_WRITTEN PROBLEM_
Retype each of the items below word for word, with nothing changed. Leave the pictures out of your answer.

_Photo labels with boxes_
****************

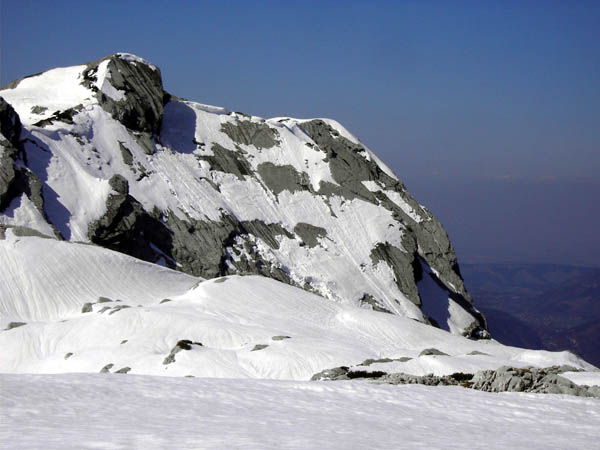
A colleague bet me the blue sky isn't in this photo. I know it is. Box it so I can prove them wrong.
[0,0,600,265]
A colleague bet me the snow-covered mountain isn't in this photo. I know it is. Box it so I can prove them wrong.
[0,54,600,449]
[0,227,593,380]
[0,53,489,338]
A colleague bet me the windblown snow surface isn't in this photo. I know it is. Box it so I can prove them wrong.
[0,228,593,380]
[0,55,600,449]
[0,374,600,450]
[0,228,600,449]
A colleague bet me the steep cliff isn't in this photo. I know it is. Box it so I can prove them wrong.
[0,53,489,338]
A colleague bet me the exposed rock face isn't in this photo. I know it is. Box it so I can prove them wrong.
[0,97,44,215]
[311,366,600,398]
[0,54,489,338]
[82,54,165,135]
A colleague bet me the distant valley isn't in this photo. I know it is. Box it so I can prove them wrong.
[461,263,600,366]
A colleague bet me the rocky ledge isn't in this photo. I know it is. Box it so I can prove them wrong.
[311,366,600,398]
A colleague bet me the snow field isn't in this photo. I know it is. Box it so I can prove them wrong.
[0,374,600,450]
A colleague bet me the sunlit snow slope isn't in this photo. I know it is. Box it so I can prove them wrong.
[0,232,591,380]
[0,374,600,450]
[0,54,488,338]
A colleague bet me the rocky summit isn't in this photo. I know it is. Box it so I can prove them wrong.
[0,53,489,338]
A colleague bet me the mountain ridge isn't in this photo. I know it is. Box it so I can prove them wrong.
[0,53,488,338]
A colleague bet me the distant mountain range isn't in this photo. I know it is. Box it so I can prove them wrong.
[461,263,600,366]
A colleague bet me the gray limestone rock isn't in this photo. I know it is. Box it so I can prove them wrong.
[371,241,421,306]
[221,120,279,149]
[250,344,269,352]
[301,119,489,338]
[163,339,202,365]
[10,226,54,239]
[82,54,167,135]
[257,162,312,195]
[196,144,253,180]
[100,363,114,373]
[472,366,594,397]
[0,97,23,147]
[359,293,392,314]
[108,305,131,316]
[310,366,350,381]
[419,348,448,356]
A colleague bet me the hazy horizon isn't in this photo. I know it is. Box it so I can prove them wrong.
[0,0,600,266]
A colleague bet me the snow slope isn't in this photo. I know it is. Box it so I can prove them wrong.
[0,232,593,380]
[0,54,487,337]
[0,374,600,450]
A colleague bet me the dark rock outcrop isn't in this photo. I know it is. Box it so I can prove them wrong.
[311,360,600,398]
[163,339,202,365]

****************

_SOLUTION TO THIS PROBLEM_
A colleague bet me the blue sky isn't in this photo. I know it is. Box it so I can prove them wrong.
[0,0,600,265]
A colleague bet me the snow-covered mountain isn't in this photo. I know it is. Box it so I can prove them wrong.
[0,54,600,449]
[0,227,593,380]
[0,53,489,338]
A colleague bet me the windblown snow surface isn't in this photo. I know it is. Box it so I can prove them wrong.
[0,228,593,380]
[0,55,600,449]
[0,374,600,450]
[0,228,600,449]
A colleague bet me the steep cliff isn't in this photo. I know it is. Box it so I can prove them wrong.
[0,53,489,338]
A colleague bet me the exposed rock face isn't in this photo. I know it is. Box it so I can prove them wrong.
[0,97,44,215]
[311,366,600,398]
[0,54,489,338]
[82,54,165,135]
A colleague bet me the distant valley isn't in this photo. I know it is. Box it so I can prove them wrong.
[461,263,600,366]
A colleague bet me the rocky ledge isn't in this photo. I know it is. Box it so I can prove them wrong.
[311,366,600,398]
A colleague bet me the snow field isn't in this photo. I know it is. Box it so I can prove them wrong.
[0,374,600,450]
A colleague bet me the sunlit snow slope isn't in this photo. I know it is. Box it so I can prove them wrong.
[0,232,591,380]
[0,374,600,450]
[0,54,488,338]
A colleague bet me the rocky summit isn't in this photo. I know it is. Box it so I can prove them wrong.
[0,53,489,338]
A colleague bet me the mountain ridge isn't in this photo. I know it is. Box it so I can prove them wrong.
[0,53,488,338]
A colleague bet me the distant mountain range isn't in this photo. I know it is. Box it so I can prove them wrong.
[461,263,600,366]
A colleague bet me the gray limestone rock isn't in this photo. I know it is. Box it so I can prove them wrong.
[371,241,421,306]
[221,120,279,149]
[250,344,269,352]
[301,119,489,338]
[163,339,202,365]
[10,226,54,239]
[82,54,167,135]
[257,162,312,195]
[196,144,253,180]
[100,363,114,373]
[472,366,594,397]
[0,97,23,147]
[359,293,392,314]
[108,305,131,316]
[310,366,350,381]
[419,348,448,356]
A colleague bet me the hazy horizon isn't in this photo. I know it is. Box it so I can prove them wrong.
[0,0,600,266]
A colleague bet me the snow slope isn't in this photo. I know it is. Box it so I can prove them wrong.
[0,232,593,380]
[0,54,487,337]
[0,374,600,450]
A colleague bet me the dark rock outcrop isn't in this photo. I know it is. Box it so I can prove them wrong.
[311,360,600,398]
[163,339,202,365]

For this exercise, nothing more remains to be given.